§ **Exercise**: What you return must match the entries word for word, minus the pictures.

§ **Records for processing**:
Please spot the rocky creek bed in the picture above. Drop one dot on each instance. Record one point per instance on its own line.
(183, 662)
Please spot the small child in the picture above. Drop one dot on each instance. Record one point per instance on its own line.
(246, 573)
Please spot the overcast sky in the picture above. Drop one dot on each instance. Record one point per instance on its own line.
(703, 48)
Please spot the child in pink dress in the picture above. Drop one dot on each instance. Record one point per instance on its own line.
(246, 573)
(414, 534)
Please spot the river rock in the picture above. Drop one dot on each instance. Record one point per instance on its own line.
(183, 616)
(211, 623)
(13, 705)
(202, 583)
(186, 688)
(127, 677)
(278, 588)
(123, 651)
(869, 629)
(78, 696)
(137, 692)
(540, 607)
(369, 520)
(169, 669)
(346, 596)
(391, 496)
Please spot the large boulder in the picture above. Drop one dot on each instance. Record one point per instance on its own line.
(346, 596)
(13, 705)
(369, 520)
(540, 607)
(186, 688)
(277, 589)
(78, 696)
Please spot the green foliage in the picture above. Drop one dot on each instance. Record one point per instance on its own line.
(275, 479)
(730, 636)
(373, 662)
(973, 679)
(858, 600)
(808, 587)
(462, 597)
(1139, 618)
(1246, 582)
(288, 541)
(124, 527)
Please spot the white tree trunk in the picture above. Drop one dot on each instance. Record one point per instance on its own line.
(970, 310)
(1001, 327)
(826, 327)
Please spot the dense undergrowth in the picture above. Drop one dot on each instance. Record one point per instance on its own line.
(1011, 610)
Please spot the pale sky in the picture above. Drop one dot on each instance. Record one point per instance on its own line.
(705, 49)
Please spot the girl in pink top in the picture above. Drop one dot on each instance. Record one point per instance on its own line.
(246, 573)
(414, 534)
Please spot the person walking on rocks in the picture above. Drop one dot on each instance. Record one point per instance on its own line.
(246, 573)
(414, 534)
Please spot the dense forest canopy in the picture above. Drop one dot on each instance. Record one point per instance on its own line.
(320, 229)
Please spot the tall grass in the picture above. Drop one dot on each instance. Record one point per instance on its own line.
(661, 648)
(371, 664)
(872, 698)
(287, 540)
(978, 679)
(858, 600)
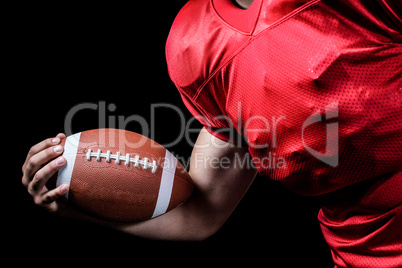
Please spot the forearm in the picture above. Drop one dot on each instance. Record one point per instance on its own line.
(217, 192)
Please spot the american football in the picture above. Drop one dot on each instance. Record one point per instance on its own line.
(122, 176)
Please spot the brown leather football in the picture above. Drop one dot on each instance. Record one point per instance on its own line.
(122, 176)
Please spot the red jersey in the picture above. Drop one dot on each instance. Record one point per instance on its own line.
(315, 89)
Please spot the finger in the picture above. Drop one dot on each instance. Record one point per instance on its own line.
(39, 159)
(53, 195)
(44, 174)
(43, 145)
(48, 198)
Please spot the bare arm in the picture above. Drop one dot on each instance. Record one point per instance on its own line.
(220, 183)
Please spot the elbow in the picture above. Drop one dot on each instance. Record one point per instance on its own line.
(205, 229)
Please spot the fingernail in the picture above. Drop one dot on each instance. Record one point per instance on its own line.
(64, 189)
(60, 161)
(58, 149)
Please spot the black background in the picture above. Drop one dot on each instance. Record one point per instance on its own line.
(66, 54)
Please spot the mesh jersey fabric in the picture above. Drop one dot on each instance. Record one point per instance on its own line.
(283, 74)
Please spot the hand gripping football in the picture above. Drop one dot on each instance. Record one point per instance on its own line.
(122, 176)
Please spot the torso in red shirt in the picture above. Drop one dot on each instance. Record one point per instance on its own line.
(315, 89)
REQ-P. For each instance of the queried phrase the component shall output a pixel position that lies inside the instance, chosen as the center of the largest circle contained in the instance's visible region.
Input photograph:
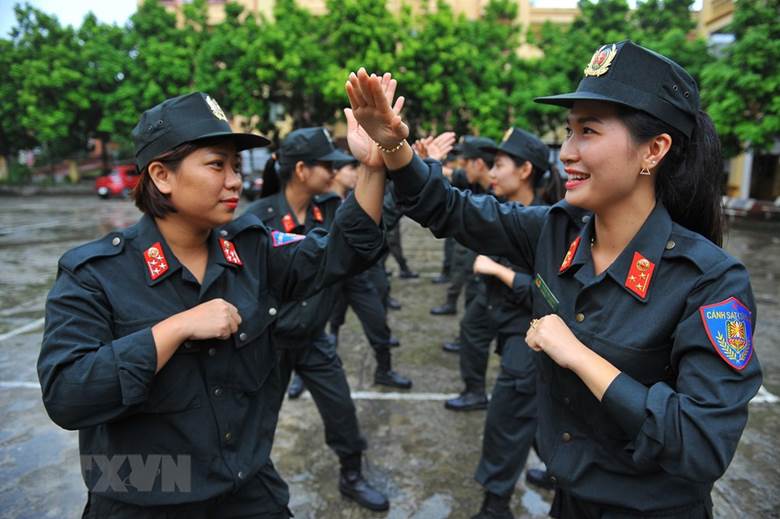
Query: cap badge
(601, 60)
(216, 109)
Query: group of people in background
(624, 330)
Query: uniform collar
(144, 235)
(649, 242)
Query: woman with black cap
(297, 198)
(643, 324)
(157, 346)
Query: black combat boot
(495, 507)
(295, 388)
(355, 487)
(469, 400)
(384, 374)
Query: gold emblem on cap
(507, 134)
(601, 60)
(216, 109)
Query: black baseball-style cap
(525, 146)
(634, 76)
(310, 145)
(471, 147)
(186, 118)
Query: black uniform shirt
(215, 401)
(668, 425)
(302, 321)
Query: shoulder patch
(280, 239)
(109, 245)
(730, 331)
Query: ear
(161, 176)
(657, 149)
(524, 171)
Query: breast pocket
(174, 388)
(254, 357)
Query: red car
(117, 182)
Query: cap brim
(567, 100)
(243, 141)
(336, 156)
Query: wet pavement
(422, 455)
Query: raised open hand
(370, 98)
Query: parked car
(118, 182)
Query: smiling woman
(643, 325)
(157, 343)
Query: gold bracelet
(391, 150)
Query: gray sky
(72, 12)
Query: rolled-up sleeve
(480, 222)
(87, 376)
(354, 243)
(691, 427)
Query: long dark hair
(688, 180)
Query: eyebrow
(586, 119)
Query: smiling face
(205, 188)
(602, 160)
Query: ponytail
(688, 181)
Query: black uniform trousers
(510, 425)
(361, 294)
(253, 500)
(319, 365)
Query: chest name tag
(283, 238)
(730, 331)
(546, 293)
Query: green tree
(740, 91)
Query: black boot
(355, 487)
(384, 374)
(495, 507)
(448, 308)
(295, 388)
(469, 400)
(539, 478)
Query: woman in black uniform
(157, 346)
(644, 325)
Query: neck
(524, 195)
(181, 235)
(297, 198)
(617, 225)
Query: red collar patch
(155, 261)
(229, 250)
(570, 255)
(288, 223)
(639, 275)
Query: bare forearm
(370, 191)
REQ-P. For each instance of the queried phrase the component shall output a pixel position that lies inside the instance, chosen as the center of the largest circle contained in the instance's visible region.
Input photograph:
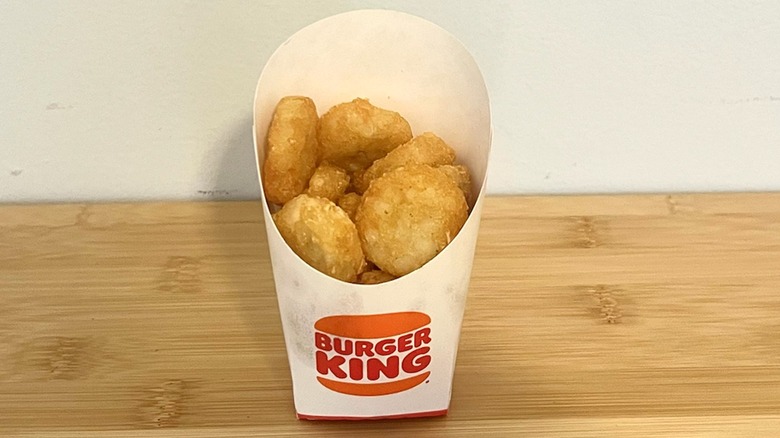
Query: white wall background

§ **Solved problem**:
Please spot the rocky creek bed in the picture above. Drop one dot on each instance. Record one point per instance on its own line.
(183, 662)
Please spot the small child in the picture above. Drop one dot on each instance. Record one point per instance on its own line.
(246, 573)
Please spot the overcast sky in the picture above. Drop one dot on each instance. Record one point per instance on its own line.
(703, 48)
Please spot the child in pink dress in the picture above. Drop one dot on each instance. Record one point per instance on its own line.
(246, 573)
(414, 534)
Please spot the river rock in the picture above. Drop one dot on each instance. Record one point per instance on its own line.
(183, 616)
(211, 623)
(13, 705)
(202, 583)
(186, 688)
(127, 677)
(278, 588)
(123, 651)
(869, 629)
(78, 696)
(137, 692)
(540, 607)
(369, 520)
(169, 669)
(346, 596)
(391, 496)
Please spot the large boulder in the picture above. Drop one dot on each instance. Record one point per instance on its own line.
(346, 596)
(13, 705)
(369, 520)
(540, 607)
(186, 688)
(277, 589)
(78, 696)
Please spot the green foliage in the picture above. Drop one dot on each instance. Record one point per instance on its own line.
(275, 479)
(730, 636)
(373, 662)
(973, 679)
(858, 600)
(808, 587)
(462, 597)
(1139, 618)
(1246, 582)
(288, 541)
(124, 527)
Please spot the white tree trunk in the picture above. Drop one dot on each instance. Record one point per instance on its own line.
(970, 310)
(1001, 327)
(826, 327)
Please spot the dense undergrowth in the picture above. Drop one dot on each instance. Record one point per instance on its own line.
(1011, 610)
Please spot the pale sky in the picture above. Drop one dot on each instance. Record one point per instance on its own line.
(705, 49)
Please spot the girl in pink top in the picture above. Drop one dot on each instance. Record one point per instance on its own line.
(246, 573)
(414, 534)
Please spot the person walking on rocks in the picture above. Drop one dot on each instance. Record one point per instance on its own line.
(246, 573)
(414, 534)
Please spot the dense forest canopy in the picture above. Drop one dot on each instance. Record one point per instance on its own line.
(320, 229)
Please spot the tall grass in the picture above. Drop one dot on each instance. Record one point per instance on its own line.
(661, 648)
(371, 664)
(872, 698)
(287, 540)
(978, 679)
(858, 600)
Please spot the forearm in the picture above. Drop one dot on each instance. Record one point per instance on its own line.
(217, 192)
Please spot the american football in the picture above. Drop one dot on each instance. Record one point per instance on its own line.
(122, 176)
Please spot the brown leather football in the picture above. Drop one dot on each instance. Record one point per instance on its own line.
(122, 176)
Please spot the red jersey in the picture above. Drop one dot on each instance. Record one point per instance on its own line.
(315, 89)
Please spot the finger in the picture above. Drop one dot on each instance. Record one point per instance on its own line.
(39, 159)
(53, 195)
(44, 174)
(43, 145)
(48, 198)
Please spot the bare arm in the picture above. Drop one dot on each instance. Record one point per instance on its own line.
(220, 183)
Please spot the elbow in the picture above. Drop one dot on each instance. Record one point per instance on its own line.
(205, 229)
Please spot the fingernail in the picture above. Drop one dot on each instance. Record one point per instance on its own line.
(64, 189)
(60, 161)
(58, 149)
Please spot the black background in the picture above. Drop one dot on each instance. Record one point per instance on its own line.
(66, 54)
Please spot the mesh jersey fabric in the picture above. Drop one dot on each instance. Record one point per instance on its own line.
(283, 74)
Please spot the hand gripping football in the picture above. Drop one dot on each instance. Record one point per instance on its own line.
(122, 176)
Please spot the torso in red shirt in the picture above. Drop one dot on each instance. Record one point per instance on its own line.
(315, 89)
REQ-P. For each instance of the queried phrase the component shall output a pixel position that lies inside the instance, chosen as the center of the largest circle contained in the instance's visible region.
Input photograph:
Query: cap badge
(601, 60)
(216, 109)
Query: group of people in background
(624, 330)
Query: uniform collar
(144, 235)
(649, 242)
Query: woman with black cap
(297, 198)
(643, 324)
(157, 346)
Query: black combat boot
(495, 507)
(295, 388)
(355, 487)
(469, 400)
(384, 374)
Query: gold emblem on cap
(507, 134)
(601, 60)
(216, 109)
Query: black baseball-style cap
(525, 146)
(634, 76)
(310, 145)
(471, 147)
(186, 118)
Query: black uniform shirt
(215, 401)
(668, 425)
(302, 321)
Query: shoulder patch
(280, 239)
(109, 245)
(730, 331)
Query: ear
(161, 176)
(657, 149)
(524, 171)
Query: breast pocket
(174, 388)
(254, 357)
Query: red car
(117, 182)
Query: cap brim
(567, 100)
(243, 141)
(336, 156)
Query: wet pavement
(422, 455)
Query: raised open hand
(370, 98)
Query: parked car
(118, 182)
Query: smiling woman
(643, 325)
(157, 343)
Query: gold bracelet
(391, 150)
Query: gray sky
(72, 12)
Query: rolled-up sleeve
(480, 222)
(87, 376)
(354, 243)
(691, 427)
Query: long dark hair
(688, 180)
Query: eyebrow
(586, 119)
Query: smiling face
(205, 188)
(602, 160)
Query: ponytail
(688, 181)
Query: black uniform trousers
(510, 425)
(361, 294)
(253, 500)
(319, 365)
Query: chest name tag
(283, 238)
(730, 331)
(546, 293)
Query: green tree
(740, 91)
Query: black boot
(355, 487)
(384, 374)
(495, 507)
(448, 308)
(295, 388)
(469, 400)
(539, 478)
Query: woman in black uniform
(157, 346)
(644, 325)
Query: neck
(524, 195)
(181, 235)
(297, 198)
(617, 225)
Query: red collar patch
(155, 261)
(229, 250)
(570, 255)
(288, 223)
(639, 275)
Query: bare forearm
(370, 191)
REQ-P. For each instance of the queried phrase the component shall output a pixel position that lies inside the instance, chosen as the center of the largest circle contained in the instance's visible region.
Input photograph:
Query: white wall background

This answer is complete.